TASK SET:
[a] In the abstract, which metric learning-based technique is named as an example?
[b] Copy the passage of the abstract from "To address these" to "a significant challenge.".

===== EXTRACT PROVIDED =====

GSA Connects 2023 Meeting in Pittsburgh, Pennsylvania

Paper No. 127-2
Presentation Time: 1:55 PM

LEVERAGING METRIC LEARNING FOR ROBUST IMAGE CLASSIFICATION: A CASE STUDY ON CHEILOSTOME BRYOZOANS (Invited Presentation)


PORTO, Arthur, Florida Museum of Natural History, University of Florida, Gainesville, FL 32603 and DI MARTINO, Emanuela, Natural History Museum, University of Oslo, Sars gate 1, Oslo, 0562, NORWAY

In the intersection of paleobiological science and artificial intelligence (AI) research, species classification emerges as a fundamental and yet remarkably challenging task. The inherent diversity and complexity of living organisms creates the need for models capable of handling data not included in supervised training sets - a significant challenge to conventional AI methods. Conventional image classification models typically demonstrate strong performance within their training distributions; however, they tend to severely underperform when applied to out-of-distribution data. These issues are especially prominent in the study of marine invertebrate taxa, where extensive morphological and habitat diversity, coupled with limited sampling and scarce ecological information, exacerbates the taxonomic complexities.

To address these challenges, we here propose the use of metric learning-based techniques, such as supervised contrastive learning (SupCon). Unlike traditional models that focus on optimizing class predictions, SupCon facilitates the learning of trait spaces that draw biologically similar instances closer together and separate dissimilar ones. This strategy, while still leveraging known species labels during training, has the potential to mitigate numerous issues inherent to traditional species classification models. The efficacy of this approach becomes particularly apparent when extended to include fossil taxa, where data sparsity poses a significant challenge.

Our preliminary experiments within the order Cheilostomata suggest that models trained using metric learning methods yield promising results in terms of classification accuracy, not only within and across genera but also for out-of-distribution data. We posit that the creation of such robust trait spaces can substantially enhance the integration of AI in paleobiological species classification, positioning metric learning as a viable and potential alternative to traditional image classification approaches.

===== DATA RECORDS =====

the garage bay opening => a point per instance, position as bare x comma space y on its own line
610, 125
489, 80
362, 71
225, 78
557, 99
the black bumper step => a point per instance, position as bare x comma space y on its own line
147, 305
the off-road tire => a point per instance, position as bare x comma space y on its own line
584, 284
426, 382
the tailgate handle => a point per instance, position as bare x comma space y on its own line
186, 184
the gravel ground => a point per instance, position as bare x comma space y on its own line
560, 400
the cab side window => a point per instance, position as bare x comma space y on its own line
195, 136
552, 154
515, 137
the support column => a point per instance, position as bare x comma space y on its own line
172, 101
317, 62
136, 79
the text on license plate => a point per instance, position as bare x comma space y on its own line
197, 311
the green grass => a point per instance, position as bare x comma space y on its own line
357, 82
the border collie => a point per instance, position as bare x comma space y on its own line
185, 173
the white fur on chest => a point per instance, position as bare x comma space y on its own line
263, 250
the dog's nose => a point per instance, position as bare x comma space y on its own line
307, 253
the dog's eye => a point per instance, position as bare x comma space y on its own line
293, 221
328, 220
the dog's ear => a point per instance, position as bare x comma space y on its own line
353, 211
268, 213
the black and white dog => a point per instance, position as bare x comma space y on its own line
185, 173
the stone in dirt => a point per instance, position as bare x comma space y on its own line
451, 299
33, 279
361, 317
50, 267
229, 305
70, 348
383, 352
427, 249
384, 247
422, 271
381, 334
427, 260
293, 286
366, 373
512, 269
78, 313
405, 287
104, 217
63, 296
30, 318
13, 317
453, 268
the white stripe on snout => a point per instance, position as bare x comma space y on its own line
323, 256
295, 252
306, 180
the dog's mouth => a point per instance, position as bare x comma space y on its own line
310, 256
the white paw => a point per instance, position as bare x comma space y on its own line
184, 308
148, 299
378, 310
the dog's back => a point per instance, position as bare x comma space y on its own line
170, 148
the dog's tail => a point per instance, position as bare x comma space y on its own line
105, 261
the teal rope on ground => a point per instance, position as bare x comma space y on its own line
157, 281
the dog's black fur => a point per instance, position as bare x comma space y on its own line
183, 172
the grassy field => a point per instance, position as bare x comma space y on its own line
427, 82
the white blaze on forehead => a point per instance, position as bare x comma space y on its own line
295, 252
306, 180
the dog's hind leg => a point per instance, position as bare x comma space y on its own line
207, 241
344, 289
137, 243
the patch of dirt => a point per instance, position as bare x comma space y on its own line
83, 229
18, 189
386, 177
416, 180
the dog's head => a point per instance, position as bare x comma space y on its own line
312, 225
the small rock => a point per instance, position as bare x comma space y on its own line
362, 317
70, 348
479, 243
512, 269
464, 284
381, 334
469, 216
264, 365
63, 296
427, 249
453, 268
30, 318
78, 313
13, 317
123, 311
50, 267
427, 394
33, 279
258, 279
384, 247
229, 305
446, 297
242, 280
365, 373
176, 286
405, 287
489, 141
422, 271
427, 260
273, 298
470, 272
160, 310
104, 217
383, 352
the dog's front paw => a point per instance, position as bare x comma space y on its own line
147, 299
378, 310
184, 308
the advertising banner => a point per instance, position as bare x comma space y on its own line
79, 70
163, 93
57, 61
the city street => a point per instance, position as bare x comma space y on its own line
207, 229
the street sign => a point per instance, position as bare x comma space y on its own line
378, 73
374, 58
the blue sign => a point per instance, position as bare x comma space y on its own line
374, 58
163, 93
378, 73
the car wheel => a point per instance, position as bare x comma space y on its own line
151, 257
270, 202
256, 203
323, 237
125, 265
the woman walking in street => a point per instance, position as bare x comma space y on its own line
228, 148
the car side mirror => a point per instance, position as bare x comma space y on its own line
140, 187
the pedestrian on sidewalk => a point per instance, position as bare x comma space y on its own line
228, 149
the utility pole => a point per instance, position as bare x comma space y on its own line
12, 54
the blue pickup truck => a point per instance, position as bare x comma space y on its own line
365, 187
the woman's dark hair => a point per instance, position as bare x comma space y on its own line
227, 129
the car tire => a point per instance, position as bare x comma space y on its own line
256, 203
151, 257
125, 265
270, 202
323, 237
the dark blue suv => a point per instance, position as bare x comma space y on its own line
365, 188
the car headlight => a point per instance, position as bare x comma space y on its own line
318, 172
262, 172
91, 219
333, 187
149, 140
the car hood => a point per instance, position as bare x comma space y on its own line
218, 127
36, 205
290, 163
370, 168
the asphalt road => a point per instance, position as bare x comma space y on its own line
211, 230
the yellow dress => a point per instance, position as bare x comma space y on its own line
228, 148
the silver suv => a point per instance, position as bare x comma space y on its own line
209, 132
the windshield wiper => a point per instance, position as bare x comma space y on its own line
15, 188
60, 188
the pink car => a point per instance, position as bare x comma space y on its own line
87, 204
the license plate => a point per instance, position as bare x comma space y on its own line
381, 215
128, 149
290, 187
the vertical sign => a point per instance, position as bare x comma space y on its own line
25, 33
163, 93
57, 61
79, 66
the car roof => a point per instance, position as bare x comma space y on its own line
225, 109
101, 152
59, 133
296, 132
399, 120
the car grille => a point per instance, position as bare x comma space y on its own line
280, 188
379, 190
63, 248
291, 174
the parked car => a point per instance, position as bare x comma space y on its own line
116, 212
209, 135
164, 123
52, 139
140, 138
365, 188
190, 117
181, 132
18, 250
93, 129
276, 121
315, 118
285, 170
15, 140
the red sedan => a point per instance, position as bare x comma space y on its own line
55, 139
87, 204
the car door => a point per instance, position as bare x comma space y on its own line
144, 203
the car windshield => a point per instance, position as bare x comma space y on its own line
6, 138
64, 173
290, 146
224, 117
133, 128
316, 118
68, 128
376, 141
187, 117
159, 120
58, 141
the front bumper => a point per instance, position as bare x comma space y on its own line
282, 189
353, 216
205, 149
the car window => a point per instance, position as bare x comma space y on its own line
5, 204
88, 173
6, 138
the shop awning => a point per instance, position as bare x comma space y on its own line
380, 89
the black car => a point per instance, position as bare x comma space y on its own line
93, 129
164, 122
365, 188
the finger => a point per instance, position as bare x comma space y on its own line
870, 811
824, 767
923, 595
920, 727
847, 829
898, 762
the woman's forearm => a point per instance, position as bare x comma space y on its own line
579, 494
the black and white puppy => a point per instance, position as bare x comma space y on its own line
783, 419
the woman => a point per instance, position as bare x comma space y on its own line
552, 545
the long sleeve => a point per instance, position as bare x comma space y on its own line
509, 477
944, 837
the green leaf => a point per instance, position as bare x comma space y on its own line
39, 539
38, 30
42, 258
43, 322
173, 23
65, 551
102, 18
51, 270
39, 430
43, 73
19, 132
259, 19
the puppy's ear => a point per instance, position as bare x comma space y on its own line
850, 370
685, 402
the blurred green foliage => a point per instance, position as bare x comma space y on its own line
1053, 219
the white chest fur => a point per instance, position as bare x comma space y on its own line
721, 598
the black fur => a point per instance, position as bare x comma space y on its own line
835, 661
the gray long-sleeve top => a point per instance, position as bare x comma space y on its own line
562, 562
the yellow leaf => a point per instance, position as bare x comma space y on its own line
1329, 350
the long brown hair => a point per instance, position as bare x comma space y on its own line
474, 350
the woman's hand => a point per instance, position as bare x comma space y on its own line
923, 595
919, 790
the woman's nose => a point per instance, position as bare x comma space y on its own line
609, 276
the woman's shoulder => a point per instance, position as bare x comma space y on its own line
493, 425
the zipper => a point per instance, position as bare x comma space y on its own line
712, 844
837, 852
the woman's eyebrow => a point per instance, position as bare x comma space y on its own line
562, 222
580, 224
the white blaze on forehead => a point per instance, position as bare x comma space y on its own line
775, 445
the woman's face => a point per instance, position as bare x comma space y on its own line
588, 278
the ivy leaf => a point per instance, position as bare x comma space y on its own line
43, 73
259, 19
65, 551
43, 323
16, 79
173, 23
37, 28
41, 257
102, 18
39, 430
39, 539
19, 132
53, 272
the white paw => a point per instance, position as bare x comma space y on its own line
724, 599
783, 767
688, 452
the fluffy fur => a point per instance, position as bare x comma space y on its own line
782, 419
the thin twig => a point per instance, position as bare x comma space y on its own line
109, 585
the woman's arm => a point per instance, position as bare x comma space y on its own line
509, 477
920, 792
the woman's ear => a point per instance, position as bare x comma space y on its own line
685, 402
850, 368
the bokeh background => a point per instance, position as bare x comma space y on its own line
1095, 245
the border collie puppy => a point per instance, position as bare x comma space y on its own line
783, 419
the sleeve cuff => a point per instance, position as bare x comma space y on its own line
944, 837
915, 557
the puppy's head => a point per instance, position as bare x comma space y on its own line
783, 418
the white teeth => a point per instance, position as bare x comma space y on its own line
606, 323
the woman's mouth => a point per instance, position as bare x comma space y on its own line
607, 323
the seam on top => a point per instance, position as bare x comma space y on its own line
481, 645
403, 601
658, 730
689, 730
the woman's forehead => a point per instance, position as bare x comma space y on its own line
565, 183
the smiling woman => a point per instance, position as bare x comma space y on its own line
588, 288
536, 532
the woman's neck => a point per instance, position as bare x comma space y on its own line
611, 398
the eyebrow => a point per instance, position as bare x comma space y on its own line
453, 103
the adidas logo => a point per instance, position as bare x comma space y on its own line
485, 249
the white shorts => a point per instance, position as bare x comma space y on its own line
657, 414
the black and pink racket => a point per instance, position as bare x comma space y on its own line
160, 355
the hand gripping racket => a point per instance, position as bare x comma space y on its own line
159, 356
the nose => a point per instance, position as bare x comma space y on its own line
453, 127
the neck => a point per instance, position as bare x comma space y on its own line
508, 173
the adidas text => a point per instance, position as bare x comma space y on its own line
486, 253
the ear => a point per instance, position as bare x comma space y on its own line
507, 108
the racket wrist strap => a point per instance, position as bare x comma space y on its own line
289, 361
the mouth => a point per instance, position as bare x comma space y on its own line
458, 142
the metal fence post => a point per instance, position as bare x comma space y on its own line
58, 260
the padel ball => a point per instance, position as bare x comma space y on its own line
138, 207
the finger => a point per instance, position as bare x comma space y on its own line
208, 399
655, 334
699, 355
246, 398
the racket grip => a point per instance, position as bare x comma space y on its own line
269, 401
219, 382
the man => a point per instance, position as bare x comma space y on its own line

=====

SOLVED TASKS:
[a] Supervised contrastive learning (SupCon).

[b]
To address these challenges, we here propose the use of metric learning-based techniques, such as supervised contrastive learning (SupCon). Unlike traditional models that focus on optimizing class predictions, SupCon facilitates the learning of trait spaces that draw biologically similar instances closer together and separate dissimilar ones. This strategy, while still leveraging known species labels during training, has the potential to mitigate numerous issues inherent to traditional species classification models. The efficacy of this approach becomes particularly apparent when extended to include fossil taxa, where data sparsity poses a significant challenge.